[Opening PAGE EXTRACT section]

OPINION:
Retired Army Gen. Eric K. Shinseki has been secretary of veterans affairs throughout the entire Obama administration. During that time, the VA’s budget has increased by almost 80 percent, the largest budget increase given to any Cabinet agency.
Yet here we are with a massive VA scandal consuming the administration. The core accusations involve paperwork and electronic data falsified to hide secret waiting lists, where veterans languished until many of them died waiting for medical treatment. It’s not a budget problem. It’s a leadership problem, very much including Mr. Shinseki and his boss, President Obama.
The VA system was under pressure from Mr. Shinseki to dramatically reduce wait times for treatment. At a growing list of hospitals and clinics, this was evidently done by doctoring paperwork to conceal the waiting lists and make treatment statistics look better. It’s a systemic problem from coast to coast, not the terrible work of a few administrators at a single hospital.

[Closing PAGE EXTRACT section]
[Opening GIVEN RECORDS section]

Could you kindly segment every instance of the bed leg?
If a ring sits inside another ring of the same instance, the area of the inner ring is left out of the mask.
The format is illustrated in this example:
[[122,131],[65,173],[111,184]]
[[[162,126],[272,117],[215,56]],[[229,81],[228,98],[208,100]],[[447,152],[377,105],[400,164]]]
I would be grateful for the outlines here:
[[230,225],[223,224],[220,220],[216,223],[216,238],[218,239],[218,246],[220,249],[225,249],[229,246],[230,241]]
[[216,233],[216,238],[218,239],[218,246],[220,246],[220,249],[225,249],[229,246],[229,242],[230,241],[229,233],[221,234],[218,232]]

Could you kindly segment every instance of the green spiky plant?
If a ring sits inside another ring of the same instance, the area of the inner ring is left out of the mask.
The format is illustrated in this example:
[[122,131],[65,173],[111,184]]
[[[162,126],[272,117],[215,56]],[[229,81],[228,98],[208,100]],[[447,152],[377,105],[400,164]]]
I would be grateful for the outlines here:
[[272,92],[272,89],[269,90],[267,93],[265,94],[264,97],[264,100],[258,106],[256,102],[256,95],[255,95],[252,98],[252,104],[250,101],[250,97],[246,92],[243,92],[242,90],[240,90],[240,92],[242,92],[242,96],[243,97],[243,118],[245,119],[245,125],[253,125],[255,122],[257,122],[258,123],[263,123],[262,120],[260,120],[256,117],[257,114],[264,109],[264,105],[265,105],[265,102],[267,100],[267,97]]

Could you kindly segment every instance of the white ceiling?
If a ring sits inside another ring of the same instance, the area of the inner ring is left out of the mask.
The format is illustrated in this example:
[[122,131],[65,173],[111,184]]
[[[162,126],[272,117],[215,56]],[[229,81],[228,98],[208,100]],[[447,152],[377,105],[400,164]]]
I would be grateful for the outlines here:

[Closing GIVEN RECORDS section]

Reproduce the part of the VA opinion piece starting with "Yet here we" and going on through "a single hospital.". Draw only on the opinion piece about the VA scandal.

### [RESPONSE TO THE TASK]
Yet here we are with a massive VA scandal consuming the administration. The core accusations involve paperwork and electronic data falsified to hide secret waiting lists, where veterans languished until many of them died waiting for medical treatment. It’s not a budget problem. It’s a leadership problem, very much including Mr. Shinseki and his boss, President Obama.
The VA system was under pressure from Mr. Shinseki to dramatically reduce wait times for treatment. At a growing list of hospitals and clinics, this was evidently done by doctoring paperwork to conceal the waiting lists and make treatment statistics look better. It’s a systemic problem from coast to coast, not the terrible work of a few administrators at a single hospital.